• [Instrucción 1]
Reproduce literalmente el pasaje del fragmento sobre la imagen y la sombra que empieza con "Asimismo fatal era" y sigue hasta "nunca consiguió desprenderse.".

= = = =

De hecho, no hay imagen sin sombra pero el ojo mira hacia el lado de la luz y desmerece o descarta la tiniebla de un objeto como si ésta no formara parte de él. Así pues, en la vida diaria y con relación a muchas circunstancias, esta discriminación entre la cosa y su sombra no tiene mayor importancia, pero en relación con nuestros semejantes, tratar con descuido su sombra puede resultarnos fatal. La sombra sería el lado siniestro y, por lo tanto, el necesario doble que todos llevamos con nosotros.
Asimismo fatal era para los simples mortales mirar de frente a la Gorgona y en el mito lo fue, además, para la propia Medusa cuando, atrapada en la artimaña de Perseo, se precipitó sobre la sombra de éste reflejada sobre las aguas, lo que Perseo aprovechó para atacarla por la espalda y degollarla. Justamente, en el relato de este mito se muestran los dos atributos –el bueno y el malo– de la imagen. Según el primero la imagen es aquello que hace real la existencia del objeto; el segundo indica que la imagen corresponde a la confusión entre la apariencia de lo real y lo real en sí, viejo tema platónico del que la filosofía (y, actualmente, la ciencia) nunca consiguió desprenderse.

= = = =

• [Instrucción 2]
Selecciona, por favor, todas las líneas de las entradas que contengan la palabra "railing" y cópialas tal cual.

(Registros de anotación de posiciones)
= = = =

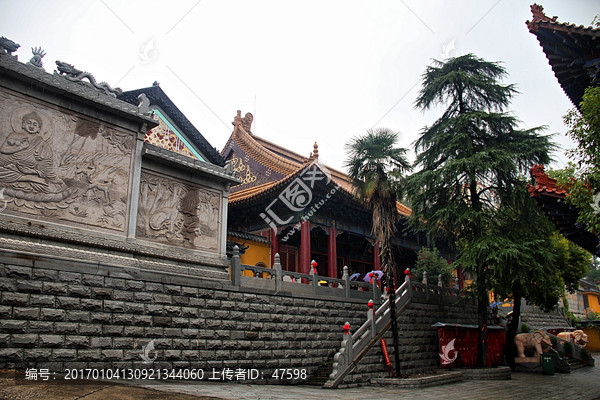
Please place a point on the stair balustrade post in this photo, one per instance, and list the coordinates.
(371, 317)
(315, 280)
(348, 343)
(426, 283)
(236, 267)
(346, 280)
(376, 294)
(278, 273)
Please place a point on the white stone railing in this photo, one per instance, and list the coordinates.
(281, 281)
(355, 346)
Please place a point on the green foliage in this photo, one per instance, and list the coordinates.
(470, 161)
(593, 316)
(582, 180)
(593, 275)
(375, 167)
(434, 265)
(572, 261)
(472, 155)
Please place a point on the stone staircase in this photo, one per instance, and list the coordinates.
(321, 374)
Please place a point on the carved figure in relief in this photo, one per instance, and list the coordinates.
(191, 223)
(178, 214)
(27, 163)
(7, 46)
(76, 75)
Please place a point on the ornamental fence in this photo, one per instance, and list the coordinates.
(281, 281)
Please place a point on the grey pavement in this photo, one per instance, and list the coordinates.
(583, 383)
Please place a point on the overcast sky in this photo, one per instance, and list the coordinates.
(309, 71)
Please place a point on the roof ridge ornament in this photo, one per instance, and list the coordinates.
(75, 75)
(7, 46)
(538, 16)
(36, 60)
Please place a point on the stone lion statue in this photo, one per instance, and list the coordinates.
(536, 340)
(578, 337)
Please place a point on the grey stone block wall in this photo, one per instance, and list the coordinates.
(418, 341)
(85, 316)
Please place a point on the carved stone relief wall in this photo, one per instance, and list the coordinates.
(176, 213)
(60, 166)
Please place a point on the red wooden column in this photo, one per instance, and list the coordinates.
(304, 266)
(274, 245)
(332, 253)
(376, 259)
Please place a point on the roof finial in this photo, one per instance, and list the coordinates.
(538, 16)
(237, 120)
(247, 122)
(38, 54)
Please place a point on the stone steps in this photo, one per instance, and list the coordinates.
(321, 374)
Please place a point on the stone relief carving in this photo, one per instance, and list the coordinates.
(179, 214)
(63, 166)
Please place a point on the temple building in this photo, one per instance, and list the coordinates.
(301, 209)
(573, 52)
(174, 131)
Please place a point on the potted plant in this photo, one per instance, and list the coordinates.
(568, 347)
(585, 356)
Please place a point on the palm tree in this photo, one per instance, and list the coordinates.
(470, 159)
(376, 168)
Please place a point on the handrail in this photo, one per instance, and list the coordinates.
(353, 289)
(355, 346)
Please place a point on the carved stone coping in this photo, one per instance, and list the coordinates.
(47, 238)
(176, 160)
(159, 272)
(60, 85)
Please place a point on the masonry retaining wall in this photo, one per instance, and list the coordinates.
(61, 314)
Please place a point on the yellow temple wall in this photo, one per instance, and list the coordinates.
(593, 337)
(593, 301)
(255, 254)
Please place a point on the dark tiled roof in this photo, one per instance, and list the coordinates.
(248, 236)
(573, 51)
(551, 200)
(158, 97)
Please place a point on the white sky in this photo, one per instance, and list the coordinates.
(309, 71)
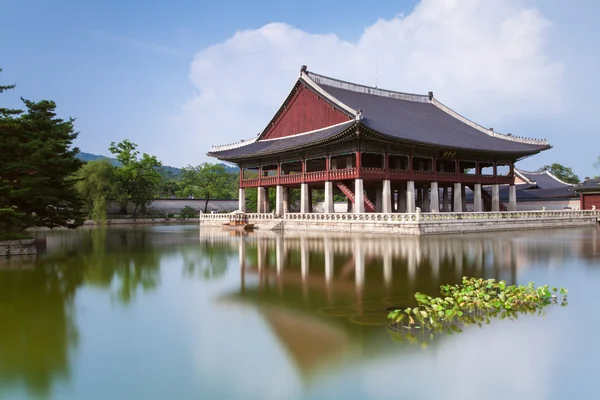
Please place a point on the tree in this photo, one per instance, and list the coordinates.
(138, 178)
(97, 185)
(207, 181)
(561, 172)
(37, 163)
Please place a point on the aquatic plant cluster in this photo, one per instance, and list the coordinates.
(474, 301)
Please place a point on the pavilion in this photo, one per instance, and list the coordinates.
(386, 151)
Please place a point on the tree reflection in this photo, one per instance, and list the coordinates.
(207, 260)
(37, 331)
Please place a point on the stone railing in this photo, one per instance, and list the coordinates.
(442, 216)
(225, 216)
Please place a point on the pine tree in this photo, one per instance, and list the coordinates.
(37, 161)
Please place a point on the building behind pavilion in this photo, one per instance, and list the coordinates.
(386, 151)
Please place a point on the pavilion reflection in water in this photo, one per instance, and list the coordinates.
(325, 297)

= = = =

• [Respuesta 1]
Asimismo fatal era para los simples mortales mirar de frente a la Gorgona y en el mito lo fue, además, para la propia Medusa cuando, atrapada en la artimaña de Perseo, se precipitó sobre la sombra de éste reflejada sobre las aguas, lo que Perseo aprovechó para atacarla por la espalda y degollarla. Justamente, en el relato de este mito se muestran los dos atributos –el bueno y el malo– de la imagen. Según el primero la imagen es aquello que hace real la existencia del objeto; el segundo indica que la imagen corresponde a la confusión entre la apariencia de lo real y lo real en sí, viejo tema platónico del que la filosofía (y, actualmente, la ciencia) nunca consiguió desprenderse.

• [Respuesta 2]
Please place a point on the white stone railing in this photo, one per instance, and list the coordinates.
Please place a point on the stone railing in this photo, one per instance, and list the coordinates.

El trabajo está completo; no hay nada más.